§ **AIM**:
Display each line of the material below that contains the word "label".

§ **TASK INPUTS**:
>>>>>

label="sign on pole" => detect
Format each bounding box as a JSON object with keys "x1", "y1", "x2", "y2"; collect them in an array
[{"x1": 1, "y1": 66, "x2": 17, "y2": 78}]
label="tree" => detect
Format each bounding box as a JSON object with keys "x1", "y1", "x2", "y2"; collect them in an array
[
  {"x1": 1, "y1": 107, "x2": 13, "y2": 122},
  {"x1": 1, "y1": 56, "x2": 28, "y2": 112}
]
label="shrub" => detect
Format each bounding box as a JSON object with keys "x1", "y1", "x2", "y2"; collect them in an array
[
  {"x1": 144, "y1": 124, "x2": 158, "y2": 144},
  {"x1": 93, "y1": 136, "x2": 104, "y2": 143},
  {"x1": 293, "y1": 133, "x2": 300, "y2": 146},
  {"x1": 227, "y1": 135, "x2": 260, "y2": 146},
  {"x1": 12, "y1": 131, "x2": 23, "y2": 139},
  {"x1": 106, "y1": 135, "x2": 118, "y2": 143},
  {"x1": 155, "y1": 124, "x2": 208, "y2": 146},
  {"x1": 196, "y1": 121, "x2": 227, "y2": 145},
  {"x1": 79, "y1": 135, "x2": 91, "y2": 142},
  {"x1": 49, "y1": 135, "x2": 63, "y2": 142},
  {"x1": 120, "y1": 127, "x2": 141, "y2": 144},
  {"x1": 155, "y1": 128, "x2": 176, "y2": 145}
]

<<<<<

§ **PROBLEM SOLUTION**:
label="sign on pole" => detect
label="tree" => detect
label="shrub" => detect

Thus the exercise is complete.